* _Source document_
Sorel, in his own words: “I’ve gone through so much before I even reached my 25th birthday that once I realized that I was gay I just thought it was just another part of me getting to know myself better. I didn’t go through any internal struggle or mental break down. I never even had to “come out” to anyone, not even my family, I think they just noticed a change in my life, the gender of my partners changed from women to men, and luckily most of them were very nonchalant about it.
I don’t think that my family knew that I was gay before I knew it myself (then again, who knows), it just wasn’t an issue. So being gay to me isn’t any different than being the tallest one in my family or being the only one who moved away from the family cocoon. I just am.
From a very young age, and as far as I can remember, I’ve always been left to my own devices which probably is the reason why I grew up to be pretty much a loner. When I was young living in Cambodia, my parents would always take my sisters with them on trips and left me at home as I was a good student and they didn’t want to interrupt my schooling. During the war there they managed to send all of my siblings and myself to Paris to keep us safe, I was raised by a French family on my own and by the end of the war and after their tragic passing, I was put in a military boarding school by myself.
Once I was old enough to start working, I moved out on my own and eventually came to the U.S, again, on my own. So I guess my biggest challenges has always been to learn to cope with the world around me rather than the struggle with my own sexuality.

* _Complete the following_
1. According to Sorel's account, why did Sorel stay at home when the parents took the sisters on trips?
2. Condense the paragraph of Sorel's account that begins "From a very young age" into a short list of its main facts.
3. Continue Sorel's account with a new paragraph that follows its final sentence.

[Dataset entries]
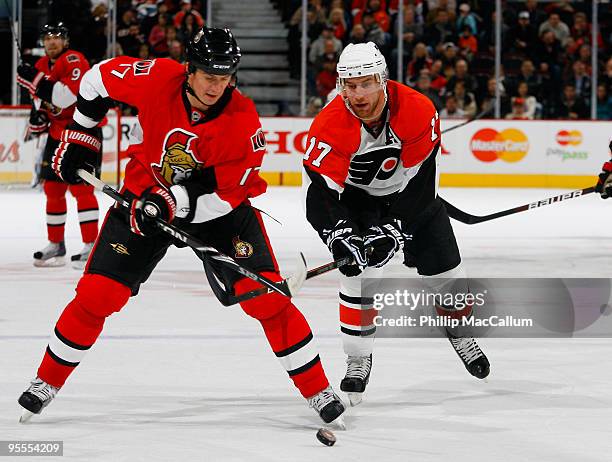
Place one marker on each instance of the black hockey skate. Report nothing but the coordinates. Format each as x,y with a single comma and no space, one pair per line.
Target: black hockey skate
51,256
38,396
329,406
357,376
471,355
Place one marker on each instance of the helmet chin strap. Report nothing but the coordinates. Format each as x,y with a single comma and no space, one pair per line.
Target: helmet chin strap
374,117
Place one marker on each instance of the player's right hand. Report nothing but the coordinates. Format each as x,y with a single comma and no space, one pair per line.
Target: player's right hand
155,202
344,241
38,123
79,147
604,184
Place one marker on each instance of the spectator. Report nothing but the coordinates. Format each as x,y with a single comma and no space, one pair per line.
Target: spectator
465,100
188,27
557,27
536,15
449,55
423,86
462,75
412,33
373,32
527,74
607,77
604,103
318,47
185,10
441,31
547,54
175,51
488,102
468,45
157,36
523,36
466,18
571,107
420,60
451,111
358,34
580,81
375,8
132,42
338,23
518,110
438,81
144,52
326,78
529,101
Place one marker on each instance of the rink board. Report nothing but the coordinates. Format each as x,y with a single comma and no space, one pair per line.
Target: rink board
484,153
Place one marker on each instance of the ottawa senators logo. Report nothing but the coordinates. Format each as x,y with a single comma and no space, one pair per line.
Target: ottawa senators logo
243,248
177,160
258,141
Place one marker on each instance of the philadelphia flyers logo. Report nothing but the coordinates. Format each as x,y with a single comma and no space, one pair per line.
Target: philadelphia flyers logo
377,164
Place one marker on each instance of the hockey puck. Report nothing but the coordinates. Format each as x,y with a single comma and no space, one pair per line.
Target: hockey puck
326,437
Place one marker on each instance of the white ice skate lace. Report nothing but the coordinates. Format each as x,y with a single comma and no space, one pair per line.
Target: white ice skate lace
42,390
322,399
358,367
467,348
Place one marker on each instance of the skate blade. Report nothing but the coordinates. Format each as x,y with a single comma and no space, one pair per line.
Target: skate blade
53,262
355,398
25,416
337,424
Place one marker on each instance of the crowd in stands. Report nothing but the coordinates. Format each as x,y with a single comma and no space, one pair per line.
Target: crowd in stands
448,52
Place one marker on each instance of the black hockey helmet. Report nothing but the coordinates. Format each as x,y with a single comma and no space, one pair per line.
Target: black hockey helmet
54,28
215,51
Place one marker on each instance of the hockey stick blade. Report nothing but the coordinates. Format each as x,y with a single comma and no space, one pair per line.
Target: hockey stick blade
308,275
210,252
470,219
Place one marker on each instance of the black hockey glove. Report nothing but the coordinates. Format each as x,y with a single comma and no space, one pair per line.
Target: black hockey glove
344,241
38,122
154,202
384,240
79,147
29,77
604,184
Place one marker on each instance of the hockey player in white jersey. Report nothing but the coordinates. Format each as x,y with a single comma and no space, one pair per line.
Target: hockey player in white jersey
370,182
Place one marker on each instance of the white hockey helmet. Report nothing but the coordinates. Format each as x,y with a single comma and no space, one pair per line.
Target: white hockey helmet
361,59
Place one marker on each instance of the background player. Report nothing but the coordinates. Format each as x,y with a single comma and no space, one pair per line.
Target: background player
604,184
371,180
197,166
53,84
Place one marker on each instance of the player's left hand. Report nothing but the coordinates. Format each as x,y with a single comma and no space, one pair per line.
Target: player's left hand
29,77
604,184
383,240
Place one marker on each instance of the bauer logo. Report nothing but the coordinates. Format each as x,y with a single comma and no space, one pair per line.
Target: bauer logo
509,145
572,138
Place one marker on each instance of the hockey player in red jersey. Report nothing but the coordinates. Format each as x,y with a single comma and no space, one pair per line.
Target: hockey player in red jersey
53,84
197,166
370,181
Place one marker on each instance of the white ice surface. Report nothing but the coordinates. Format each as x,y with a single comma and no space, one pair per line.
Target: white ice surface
176,376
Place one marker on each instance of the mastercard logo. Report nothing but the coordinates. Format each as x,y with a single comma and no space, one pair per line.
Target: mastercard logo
573,137
509,145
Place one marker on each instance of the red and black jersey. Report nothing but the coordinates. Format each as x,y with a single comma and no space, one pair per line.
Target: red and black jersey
223,147
390,164
66,73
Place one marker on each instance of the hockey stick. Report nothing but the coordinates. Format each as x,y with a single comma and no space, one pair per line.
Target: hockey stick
463,124
288,287
309,275
469,219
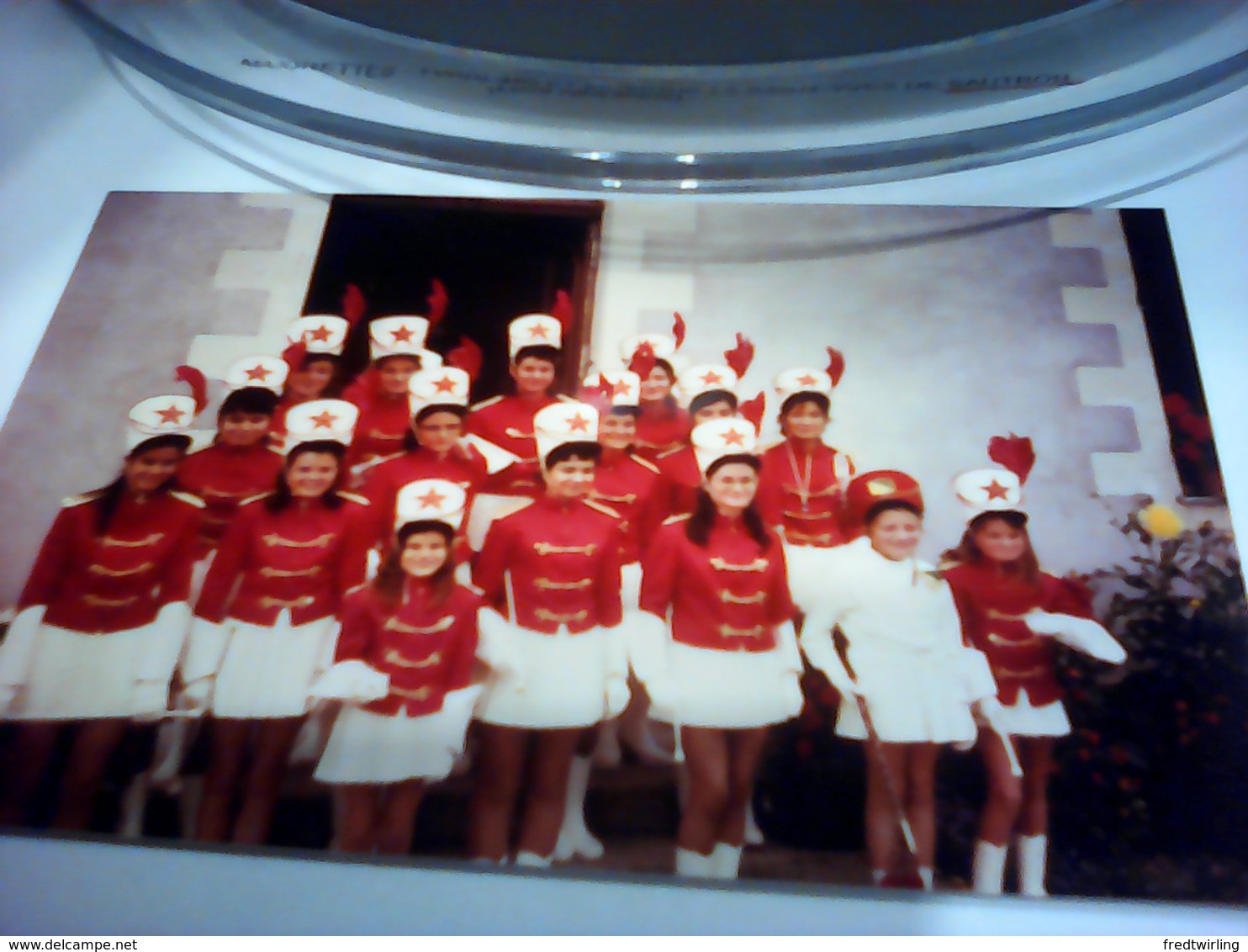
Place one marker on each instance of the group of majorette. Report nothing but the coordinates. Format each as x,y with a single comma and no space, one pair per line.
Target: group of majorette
633,552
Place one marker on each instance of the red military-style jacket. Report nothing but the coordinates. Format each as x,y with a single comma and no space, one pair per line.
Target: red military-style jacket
727,596
507,422
427,649
992,606
626,484
804,495
224,477
100,584
660,428
302,558
562,559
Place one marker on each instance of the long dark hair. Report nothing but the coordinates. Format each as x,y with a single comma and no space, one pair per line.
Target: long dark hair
698,528
391,577
283,498
110,495
1026,567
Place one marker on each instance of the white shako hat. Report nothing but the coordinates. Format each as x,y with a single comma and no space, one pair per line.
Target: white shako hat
704,378
167,415
265,372
437,500
320,420
533,331
437,387
320,333
399,336
718,438
802,379
626,387
565,422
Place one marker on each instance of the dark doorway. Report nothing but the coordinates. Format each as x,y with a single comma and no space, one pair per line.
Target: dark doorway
498,260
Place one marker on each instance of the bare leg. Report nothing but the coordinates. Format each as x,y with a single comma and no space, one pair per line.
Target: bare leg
706,771
500,769
547,790
397,817
28,759
265,779
89,758
229,743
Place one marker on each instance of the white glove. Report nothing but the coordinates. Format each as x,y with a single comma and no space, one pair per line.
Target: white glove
352,681
1082,634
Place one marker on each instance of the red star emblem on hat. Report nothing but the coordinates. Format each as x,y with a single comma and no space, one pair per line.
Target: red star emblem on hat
170,415
324,420
996,490
432,500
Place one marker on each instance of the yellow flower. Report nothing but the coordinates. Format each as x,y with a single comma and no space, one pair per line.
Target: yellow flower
1160,521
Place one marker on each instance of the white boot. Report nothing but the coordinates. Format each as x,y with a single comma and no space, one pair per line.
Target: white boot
694,864
1033,859
990,869
574,836
725,861
531,859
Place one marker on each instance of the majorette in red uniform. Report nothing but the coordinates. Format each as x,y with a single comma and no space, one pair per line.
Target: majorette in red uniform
396,346
404,665
719,658
662,425
1013,613
103,614
533,345
552,568
240,463
314,350
801,488
266,619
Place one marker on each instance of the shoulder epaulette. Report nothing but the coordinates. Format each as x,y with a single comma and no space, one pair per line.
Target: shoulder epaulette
643,462
71,500
600,508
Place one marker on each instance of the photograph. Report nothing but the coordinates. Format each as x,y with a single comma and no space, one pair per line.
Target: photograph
799,546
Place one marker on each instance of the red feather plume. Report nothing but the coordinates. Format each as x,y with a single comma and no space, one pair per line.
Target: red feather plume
740,357
678,330
353,304
562,309
438,299
198,382
1015,453
643,361
753,410
467,357
835,364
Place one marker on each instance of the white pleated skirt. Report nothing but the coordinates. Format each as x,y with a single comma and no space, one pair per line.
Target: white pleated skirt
912,698
267,671
368,748
730,690
80,676
563,683
1023,719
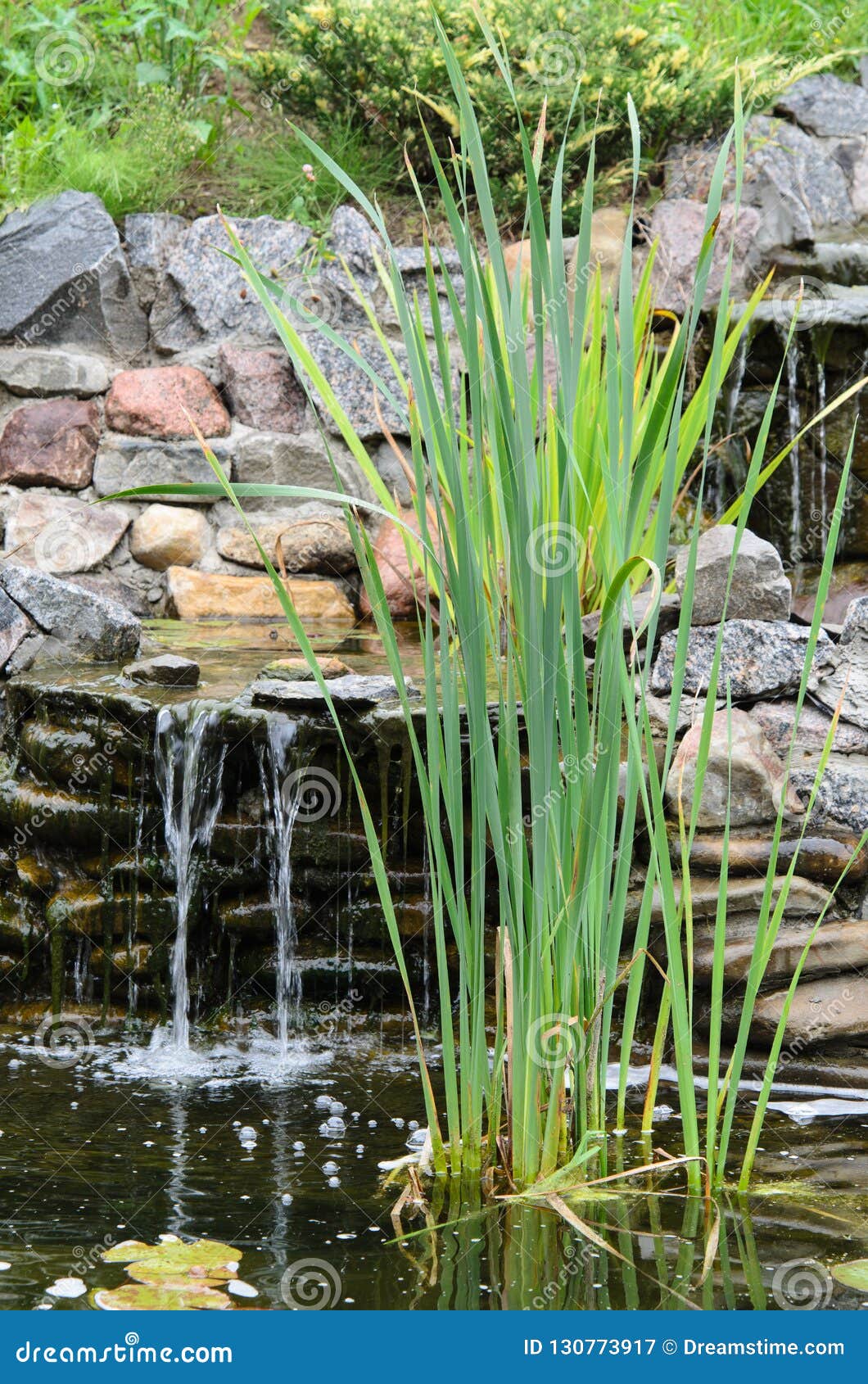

* _Task-by-task outputs_
1. Sorel was a good student, and the parents did not want to interrupt Sorel's schooling.

2.
- Sorel was left alone from a very young age and probably grew up a loner as a result.
- In Cambodia, the parents took Sorel's sisters on trips but left Sorel at home so that Sorel's schooling would not be interrupted.
- During the war, all the children were sent to Paris for safety, and a French family raised Sorel apart from the siblings.
- At the end of the war, that family died, and Sorel was placed alone in a military boarding school.

3.
My success in life, and I can say this now that I am in my 50s, has been to be able to not only cope with the cards life has dealt me but overcome all of the obstacles and become a well respected member of the retail and fashion industry, an industry that I love and have been a part of for the last 20 some odd years. No matter what happened, I kept on a positive outlook and always try and stay focused on the big picture.
I moved from New York to Phnom Penh, Cambodia almost two years ago and I’m sure that there’s not much I could tell you about the Gay community in NYC that you don’t already know.
The gay community in Phnom Penh on the other hand is very small for a city of 2 million+ people. It is very transient as it is made up of mostly expats who moved to Cambodia for a 6 months contracts (sometimes a bit longer), a few tourists and some young Khmer.
Cambodia being a Buddhist country, most are very accepting and non judgmental. However, most Khmer consider homosexuality to be just a part of you and think/expect their children to eventually get married and have children, mostly boys so that they can carry on the family name. There is no law against homosexuality in Cambodia.
As far as what advice I would give my young self, I’m not quite sure I would tell him to do anything differently. Just live your life doing what feels right, don’t let others tell you how to live your life and well, maybe don’t shop so much…”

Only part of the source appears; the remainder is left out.